SOURCE:
:::

Windshield Leaks: Reasons & How To Fix It
A windshield leak might sound like a negligible problem, it’s quite an annoying one and should be dealt with in time to avoid accumulation of excessive moisture inside your vehicle. Extra moisture can cause all types of headaches, from mold and mildew to constantly foggy windows, wet carpet and interior rust to the unpleasant musty smell. Fortunately, fixing a windshield leak is very easy and cheap, and you can do it yourself without help by a professional. It’s time you learn this basic car maintenance job.
How To Test Your Windshield For Leaks
If you have noticed wet carpets or condensation buildup in the cabin, the leak might be coming from a windshield or another window. To verify if your windshield is the true culprit, you’ll want to perform the simple “soapy water” test.
The Soapy Water Test
Dissolve some hand soaps or dishwashing liquids that can make a lot of bubbles. Use a sponge to douse the trim of your windshield on the outside in this soapy solution. Then get inside your car, use an air nozzle to spray or blow air at the trim around your windshield. If there’s a leak, the air nozzle will cause bubbles to form in the soapy water at the source of the leak on the outside of the windshield.

:::

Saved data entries
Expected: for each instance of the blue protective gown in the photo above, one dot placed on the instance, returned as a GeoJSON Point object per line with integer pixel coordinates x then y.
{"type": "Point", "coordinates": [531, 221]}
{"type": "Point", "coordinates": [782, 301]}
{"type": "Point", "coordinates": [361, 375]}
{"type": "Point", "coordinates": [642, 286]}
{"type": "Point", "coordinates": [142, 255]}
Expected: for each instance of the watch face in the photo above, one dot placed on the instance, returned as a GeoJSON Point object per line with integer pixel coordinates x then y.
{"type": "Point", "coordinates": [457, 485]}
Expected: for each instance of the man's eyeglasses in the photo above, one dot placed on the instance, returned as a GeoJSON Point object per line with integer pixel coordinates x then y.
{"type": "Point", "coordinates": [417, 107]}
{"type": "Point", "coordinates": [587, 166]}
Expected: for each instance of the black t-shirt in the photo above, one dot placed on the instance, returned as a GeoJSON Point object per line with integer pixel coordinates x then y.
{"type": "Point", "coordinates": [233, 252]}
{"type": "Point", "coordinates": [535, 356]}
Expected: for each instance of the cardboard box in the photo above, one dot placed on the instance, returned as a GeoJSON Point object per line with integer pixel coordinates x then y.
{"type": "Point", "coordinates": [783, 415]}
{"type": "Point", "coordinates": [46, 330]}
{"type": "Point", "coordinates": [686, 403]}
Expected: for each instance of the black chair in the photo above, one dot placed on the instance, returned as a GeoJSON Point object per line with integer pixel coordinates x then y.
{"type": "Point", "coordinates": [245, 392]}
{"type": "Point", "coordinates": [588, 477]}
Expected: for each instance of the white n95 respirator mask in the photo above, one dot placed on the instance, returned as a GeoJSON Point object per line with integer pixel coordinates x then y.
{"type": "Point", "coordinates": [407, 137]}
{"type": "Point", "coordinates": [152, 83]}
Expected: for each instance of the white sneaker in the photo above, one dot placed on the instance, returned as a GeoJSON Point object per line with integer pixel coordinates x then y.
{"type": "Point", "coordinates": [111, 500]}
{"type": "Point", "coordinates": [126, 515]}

:::

SET PROBLEM: List every problem the windshield leak article says extra moisture inside a vehicle can cause.

IN RESPONSE:
- Mold and mildew
- Constantly foggy windows
- Wet carpet
- Interior rust
- An unpleasant musty smell